SUPPLIED INFORMATION:
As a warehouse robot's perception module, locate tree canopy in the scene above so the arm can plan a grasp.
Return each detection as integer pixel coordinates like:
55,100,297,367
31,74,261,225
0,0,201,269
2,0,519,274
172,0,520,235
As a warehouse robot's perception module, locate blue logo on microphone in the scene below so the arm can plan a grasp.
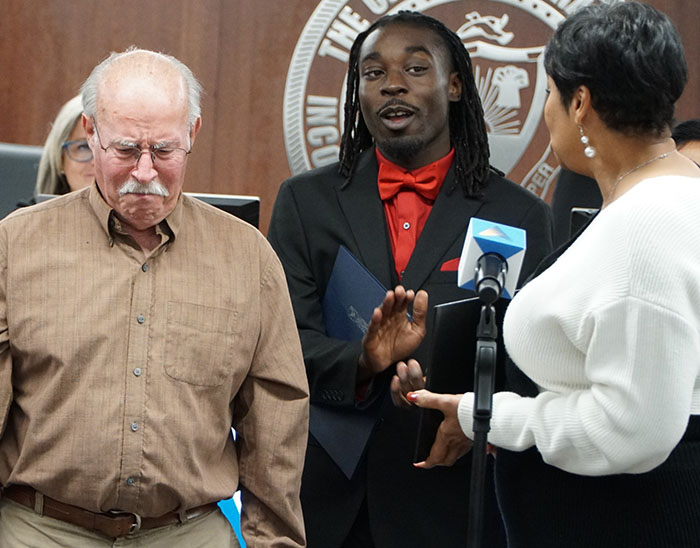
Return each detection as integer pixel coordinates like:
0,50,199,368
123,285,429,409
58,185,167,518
458,218,527,299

EXERCISE PROMPT: Pull out every line of the entries that includes the word "grasp".

OUTPUT OF THE EXERCISE:
As a warehouse robot's perception module, locate tree canopy in the scene above so the arm can plan a grasp.
As a warehouse robot's perception module, locate blue logo on microphone in the scene below so the arm can plan a grasp.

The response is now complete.